Ignoring the pictures, repeat every entry below exactly as it appears.

[Region pointing data]
=== Section Start ===

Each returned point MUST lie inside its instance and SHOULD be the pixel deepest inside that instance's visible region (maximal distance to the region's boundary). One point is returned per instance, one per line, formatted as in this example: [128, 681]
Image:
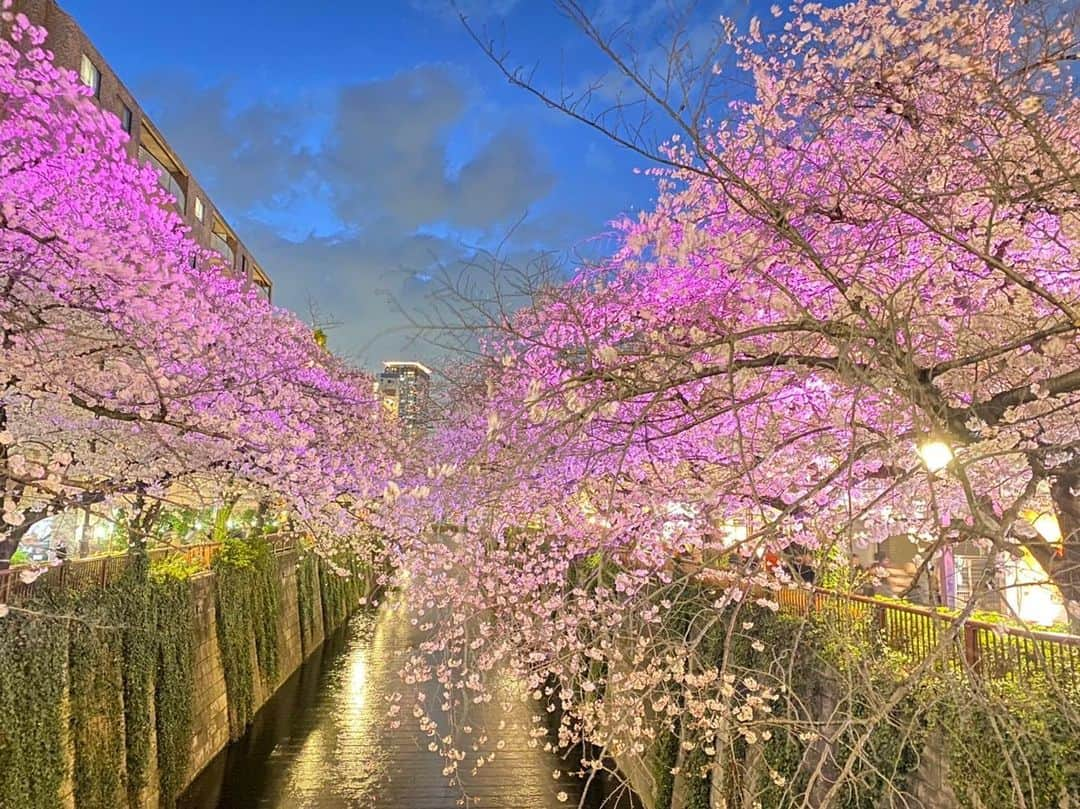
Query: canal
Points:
[326, 740]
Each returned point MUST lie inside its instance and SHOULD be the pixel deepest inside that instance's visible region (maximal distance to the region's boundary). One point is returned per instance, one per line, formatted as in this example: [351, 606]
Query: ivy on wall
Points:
[1012, 745]
[308, 601]
[1006, 744]
[34, 654]
[342, 585]
[174, 681]
[248, 611]
[132, 605]
[95, 671]
[109, 674]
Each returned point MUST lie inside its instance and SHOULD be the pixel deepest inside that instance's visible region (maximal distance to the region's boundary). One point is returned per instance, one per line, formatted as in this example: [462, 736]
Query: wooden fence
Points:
[16, 584]
[985, 649]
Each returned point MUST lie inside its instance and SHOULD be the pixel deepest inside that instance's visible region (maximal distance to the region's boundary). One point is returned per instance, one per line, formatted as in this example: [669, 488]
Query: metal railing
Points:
[16, 584]
[994, 650]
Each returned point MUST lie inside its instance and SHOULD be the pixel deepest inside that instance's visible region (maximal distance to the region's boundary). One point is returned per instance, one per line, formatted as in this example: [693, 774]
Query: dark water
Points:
[326, 741]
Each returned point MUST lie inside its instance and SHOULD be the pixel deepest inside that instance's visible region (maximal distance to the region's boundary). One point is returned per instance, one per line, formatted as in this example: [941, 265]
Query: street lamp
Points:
[1047, 525]
[935, 454]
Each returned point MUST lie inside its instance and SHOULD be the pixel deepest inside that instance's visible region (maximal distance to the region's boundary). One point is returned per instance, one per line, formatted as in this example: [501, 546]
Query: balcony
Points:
[219, 245]
[165, 178]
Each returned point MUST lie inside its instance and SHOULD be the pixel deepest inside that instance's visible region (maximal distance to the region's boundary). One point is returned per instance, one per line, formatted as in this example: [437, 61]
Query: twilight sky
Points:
[356, 147]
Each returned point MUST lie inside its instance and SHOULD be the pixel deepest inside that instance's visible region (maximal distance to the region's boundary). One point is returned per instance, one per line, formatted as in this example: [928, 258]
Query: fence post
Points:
[972, 656]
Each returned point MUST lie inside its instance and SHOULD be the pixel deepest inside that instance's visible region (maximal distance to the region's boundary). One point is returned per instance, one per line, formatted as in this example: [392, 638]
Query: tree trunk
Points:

=== Section End ===

» **Final answer**:
Each returned point MUST lie inside its instance and SHOULD be the pixel deepest inside that instance's visible region (maximal distance to the region's boundary). One point is returned per instance, one per line, formatted as in this example: [128, 681]
Image:
Query: canal
Points:
[326, 740]
Each returned point MUST lie inside its instance and SHOULD be the pixel deepest inside that instance's visible region (maximal distance to the region's boundary). One point is returned per instance, one per line, formatted as in this example: [351, 606]
Query: ivy on wall
Points:
[1012, 745]
[308, 601]
[1006, 744]
[34, 654]
[342, 585]
[174, 681]
[248, 611]
[132, 605]
[95, 671]
[109, 674]
Each returned point MUST lie inside its instance and SHOULD be the pixel deepest inside that instance's visible region (maximal distance to the region's boundary). One point is returned per instance, one per line, formatted as in this example: [462, 736]
Query: wooden fence
Points:
[16, 584]
[985, 649]
Each returned point MUST lie inside its instance and SHOULD be the pixel deepest inside that instance's visible region (maximal distance to the region's boundary). One point is returned per instance, one per line, formatted as in this example: [669, 488]
Query: metal railing
Points:
[16, 584]
[994, 650]
Each returned point MUST lie inside its instance and SHOULD be the pixel deepest inside that instance's visible region (maximal distance to the region's boundary). One point is returned per instance, one per line, formatted as in this example: [693, 774]
Query: dark water
Points:
[326, 741]
Each returned point MUST lie inside its instance and SHOULD be the pixel deepest inside that instance's visible region (maximal distance to the region's boundary). One point is returned per instance, one per line, formatted as in this example: [941, 265]
Query: street lamp
Points:
[1047, 525]
[935, 454]
Each returned point MUST lie inside its instance and SHOULD be the pixel deepest inside that instance's visible region (maximal distance to the region's boundary). One point is returned per instance, one per line, formatted as in this example: [501, 546]
Query: balcony
Points:
[219, 245]
[165, 178]
Each returned point MUST lie inside its instance and SHOULD be the pixel deepest inside that instance's visible region (maximal distance to the region's boundary). One point is returned per instance, one per line, formatted as in this example: [437, 61]
Query: twilight sky
Points:
[356, 147]
Each returned point MUST lie inside its instance and SHOULD be the pixel deepest inside that instance's visible region (maximal distance to the region's boundary). One point is returned per instance, one per line, formatted as in this example: [928, 258]
Query: fence post
Points:
[972, 656]
Each returned point MUST lie inside its instance and SHOULD be the pixel deepest inside that instance's visible region (maximal distance to the region's boundary). One point is returned per instance, one per line, formatted as in this example: [392, 638]
Query: tree trunk
Points:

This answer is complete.